Exercise details |
Count the lines in the entries below that contain the word "stone". Reply with the number alone.

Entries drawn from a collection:
-- -- --

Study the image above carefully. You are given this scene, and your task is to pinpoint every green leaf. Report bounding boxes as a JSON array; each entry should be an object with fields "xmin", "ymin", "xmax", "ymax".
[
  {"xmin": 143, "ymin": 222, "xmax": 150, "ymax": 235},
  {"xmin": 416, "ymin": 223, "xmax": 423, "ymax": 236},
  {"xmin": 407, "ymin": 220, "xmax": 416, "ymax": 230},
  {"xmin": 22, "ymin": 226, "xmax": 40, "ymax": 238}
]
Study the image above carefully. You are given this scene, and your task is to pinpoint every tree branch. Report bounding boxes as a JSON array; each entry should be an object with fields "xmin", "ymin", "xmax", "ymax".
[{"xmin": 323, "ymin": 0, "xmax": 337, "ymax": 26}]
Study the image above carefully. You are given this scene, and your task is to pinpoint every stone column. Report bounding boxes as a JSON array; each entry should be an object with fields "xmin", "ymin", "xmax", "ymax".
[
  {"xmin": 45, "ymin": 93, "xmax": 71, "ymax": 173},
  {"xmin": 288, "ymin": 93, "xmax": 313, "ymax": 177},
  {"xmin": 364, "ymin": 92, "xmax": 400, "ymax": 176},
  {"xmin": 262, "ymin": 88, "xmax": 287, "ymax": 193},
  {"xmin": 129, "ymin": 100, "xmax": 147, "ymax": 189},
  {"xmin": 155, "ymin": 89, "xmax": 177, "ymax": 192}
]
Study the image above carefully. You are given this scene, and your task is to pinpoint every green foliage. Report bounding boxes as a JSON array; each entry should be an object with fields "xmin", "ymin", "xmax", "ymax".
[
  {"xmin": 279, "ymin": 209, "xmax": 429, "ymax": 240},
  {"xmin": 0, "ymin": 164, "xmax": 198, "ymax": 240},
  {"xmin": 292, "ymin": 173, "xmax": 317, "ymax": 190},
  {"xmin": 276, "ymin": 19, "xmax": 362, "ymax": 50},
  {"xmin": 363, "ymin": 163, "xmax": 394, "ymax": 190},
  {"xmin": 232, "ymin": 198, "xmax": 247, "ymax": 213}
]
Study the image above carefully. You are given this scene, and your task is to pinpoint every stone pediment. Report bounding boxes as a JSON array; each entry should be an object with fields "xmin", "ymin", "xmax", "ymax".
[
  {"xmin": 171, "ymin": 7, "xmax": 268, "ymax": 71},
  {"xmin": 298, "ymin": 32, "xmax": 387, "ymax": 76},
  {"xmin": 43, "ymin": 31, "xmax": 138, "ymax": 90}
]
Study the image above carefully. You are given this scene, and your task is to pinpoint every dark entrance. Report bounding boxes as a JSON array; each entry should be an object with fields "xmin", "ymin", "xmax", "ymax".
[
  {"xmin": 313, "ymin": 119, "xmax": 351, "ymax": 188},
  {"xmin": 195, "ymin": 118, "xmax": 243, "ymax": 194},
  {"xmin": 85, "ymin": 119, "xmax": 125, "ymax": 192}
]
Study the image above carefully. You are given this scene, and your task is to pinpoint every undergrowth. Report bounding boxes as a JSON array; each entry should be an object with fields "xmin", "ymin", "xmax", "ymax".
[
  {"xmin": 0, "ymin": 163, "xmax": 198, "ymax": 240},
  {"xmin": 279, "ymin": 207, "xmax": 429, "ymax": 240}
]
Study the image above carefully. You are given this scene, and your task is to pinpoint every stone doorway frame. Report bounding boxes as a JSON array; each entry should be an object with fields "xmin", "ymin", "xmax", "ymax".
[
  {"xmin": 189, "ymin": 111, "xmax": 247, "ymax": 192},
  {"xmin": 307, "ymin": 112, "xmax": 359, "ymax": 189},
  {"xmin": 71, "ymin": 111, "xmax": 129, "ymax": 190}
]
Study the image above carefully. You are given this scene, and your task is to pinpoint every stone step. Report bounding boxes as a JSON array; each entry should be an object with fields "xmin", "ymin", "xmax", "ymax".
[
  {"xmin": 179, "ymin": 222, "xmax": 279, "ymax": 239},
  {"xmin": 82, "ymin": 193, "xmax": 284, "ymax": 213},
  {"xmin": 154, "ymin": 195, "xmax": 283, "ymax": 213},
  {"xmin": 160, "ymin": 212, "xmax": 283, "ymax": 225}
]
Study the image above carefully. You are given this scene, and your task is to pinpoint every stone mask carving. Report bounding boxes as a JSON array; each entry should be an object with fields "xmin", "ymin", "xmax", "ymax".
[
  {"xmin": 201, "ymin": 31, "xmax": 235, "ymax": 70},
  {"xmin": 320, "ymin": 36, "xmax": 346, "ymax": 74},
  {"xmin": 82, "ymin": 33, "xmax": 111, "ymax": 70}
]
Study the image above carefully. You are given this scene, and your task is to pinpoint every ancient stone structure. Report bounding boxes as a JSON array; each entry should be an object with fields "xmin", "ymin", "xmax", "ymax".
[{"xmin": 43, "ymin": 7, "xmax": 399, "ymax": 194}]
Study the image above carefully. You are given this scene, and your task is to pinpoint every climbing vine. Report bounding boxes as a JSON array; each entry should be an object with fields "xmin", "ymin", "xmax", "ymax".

-- -- --

Exercise result |
6